STUDY TEXT:
:::

Today, I mailed my sixth letter to President Obama, regarding advocacy for M.E. (myalgic encephalomyelitis).  In this letter, I quoted an excerpt from an M.E. sufferer who lives in the UK.  Her name is: Hayley-Eszti and by clicking on her name, you will be taken to her blog.

Here is the latest letter to the President:

Dear Mr. President;
Yesterday, I celebrated another birthday, and gratefully, have enjoyed a healthy life: however, there are too many people in this United States of America and in the world who, through no fault of their own, suffer pain and weakness.

My focus and advocacy is M.E. (myalgic encephalomyelitis). My daughter is one who suffers from the “invisible” disease that shows no outward signs of illness in sufferers; however, their lives are so affected as to have them cut short. Yes, some die, but the majority of the more than 1 million patients in the US and between 17 and 20 million globally, are relegated to house or bed, or have their quality of life diminished so that, in order to perform a daily task that would be “normal” and taken for granted by most people, performing simple tasks will force them to bed to “recover” from increased bodily pain and great abnormal fatigue.

:::

SET OF TASKS:
1. Rewrite the paragraph of the text on M.E. advocacy that begins "My focus and advocacy is M.E." as a bulleted list, keeping its main facts.
2. Take the text on M.E. advocacy further, beginning after its last sentence.
The accompanying material is not needed.

RECORDED INFORMATION:

:::

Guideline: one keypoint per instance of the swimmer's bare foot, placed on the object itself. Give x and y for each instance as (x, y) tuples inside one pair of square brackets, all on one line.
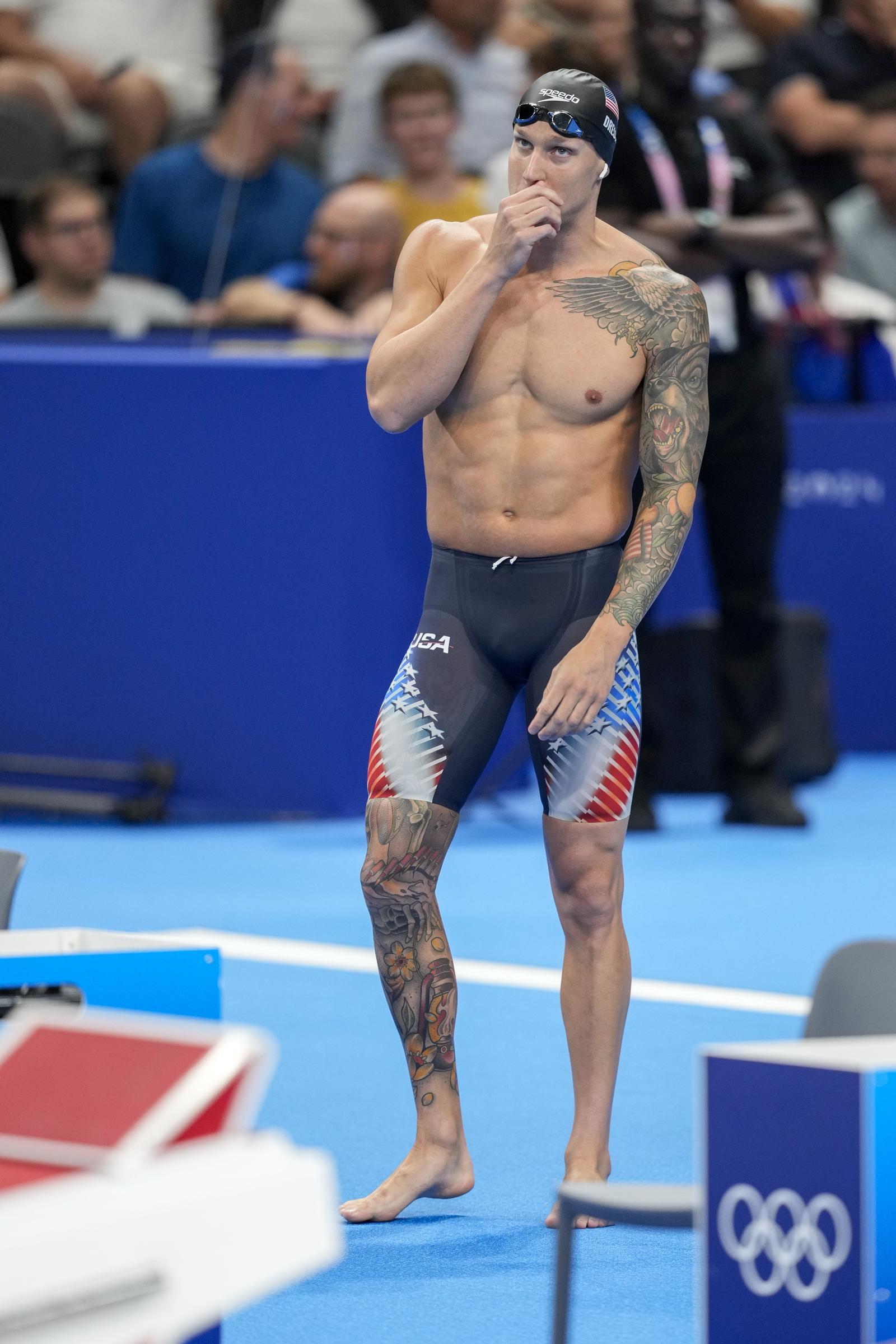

:::

ANSWERS BY ITEM NUMBER:
1.
- The writer's focus and advocacy is M.E. (myalgic encephalomyelitis).
- The writer's daughter has this "invisible" disease, which shows no outward signs of illness.
- Sufferers' lives are so affected that they may be cut short, and some die.
- There are more than 1 million patients in the US and between 17 and 20 million globally.
- Most are confined to house or bed, or have a diminished quality of life.
- Simple daily tasks that most people take for granted force them to bed to "recover" from increased bodily pain and great abnormal fatigue.

2.
Below are quotes from a blog, written in honor of International M.E. Week (May 12th), by a lovely 22-year-old UK patient who describes herself as a “bargain hunter/professional sleeper/lover of patterned trousers”:

“M.E. dominates every part of my life and I blog about my journey towards (hopeful) recovery and how I am trying to live a normal(ish) life whilst being a full time ill person. M.E is an illness that leaves a lot of people needing wheelchairs, but they aren’t permanently disabled which can leave a lot of sufferers being accused of faking their disability. Not all disabled people are permanent wheelchair users, and not all disabled people necessarily even use wheelchairs. The sooner that misconception is demolished the better.

Sufferers can (as long as they are well enough to get out of bed) hide those black eyes, put foundation on their pale grey skin, put clothes on, and smile as if nothing is wrong. Weeks prior to a trip out, are normally spent at home resting and preparing just for a few hours of normality, and weeks are spent in pain recovering from that one afternoon too. I think that is why a lot of people underestimate the severity of the illness – the real extent of it is almost never seen. M.E is alive inside of me, but the real me inside is just about surviving; she is definitely not living.”

Mr. Obama, please communicate with the HHS and Ms. Sebelius, letting her know that research to find a cure is important for these sufferers. First, the Canadian Consensus Criteria should be the US accepted diagnosis criteria. The illegal IOM contract to decide a diagnosis criteria is a waste of taxpayers’ money, when there is accepted criteria already. How can members of the panel, who are not experts on M.E., be chosen to decide such an important issue?

Did you know that there are the approximately same number of AIDS victims as there are M.E. patients in the US?  M.E. leaves the patients too weak, and they cannot advocate for themselves; hence, we, who are fortunately healthy and who care for our beautiful children, must do our best to raise our voices.